Reproduce every one of the lines below, including the requests, and add 70 to each coordinate in the answers. Omit the pictures.

Entries for labeling bounding boxes:
▬▬▬

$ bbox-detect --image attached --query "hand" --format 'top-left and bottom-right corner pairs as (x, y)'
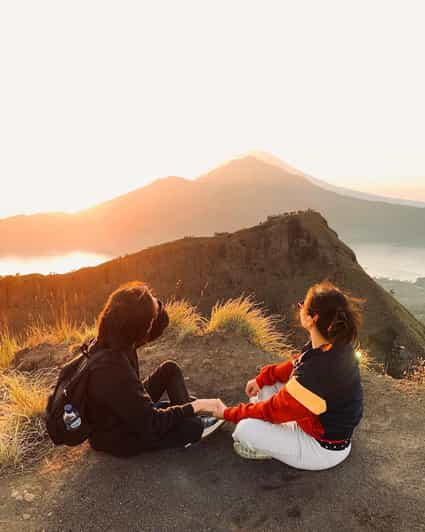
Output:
(211, 399), (227, 419)
(191, 399), (227, 419)
(245, 379), (260, 397)
(191, 399), (217, 414)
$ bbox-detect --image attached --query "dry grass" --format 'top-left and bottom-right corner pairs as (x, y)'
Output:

▬▬▬

Response to the exercise:
$ bbox-detect --image attached --query "hand" --format 'top-left and bottom-right corner pairs as (x, y)'
Output:
(281, 469), (297, 489)
(261, 469), (297, 489)
(315, 449), (330, 467)
(261, 469), (287, 484)
$ bbox-detect --image attached --query "dry grass" --format 'top-left and bottom-right corner pairs as (x, y)'
Output:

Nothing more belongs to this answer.